**EXERCISE AIM**
Rewrite the records below, changing every "Drop" to "Place" and leaving everything else untouched. Omit the pictures from your version.

**GIVEN RECORDS**

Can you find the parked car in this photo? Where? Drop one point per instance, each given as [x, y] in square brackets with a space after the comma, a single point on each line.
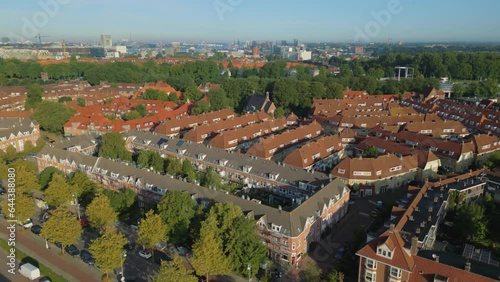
[36, 229]
[72, 250]
[86, 256]
[84, 222]
[145, 254]
[26, 224]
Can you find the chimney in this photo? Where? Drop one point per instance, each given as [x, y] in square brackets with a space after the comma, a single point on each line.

**WRITTEN RESPONSE**
Can you find the parked car in this photo? Where? Place one point per instance, each given as [x, y] in square brackets with a space after the comma, a single point on each line.
[36, 229]
[72, 250]
[86, 256]
[84, 222]
[145, 254]
[26, 224]
Can you find the chimney in this photo? Where? Place one point per instance, each given as [x, y] in square brackets with a space after the comma, a single point on each line.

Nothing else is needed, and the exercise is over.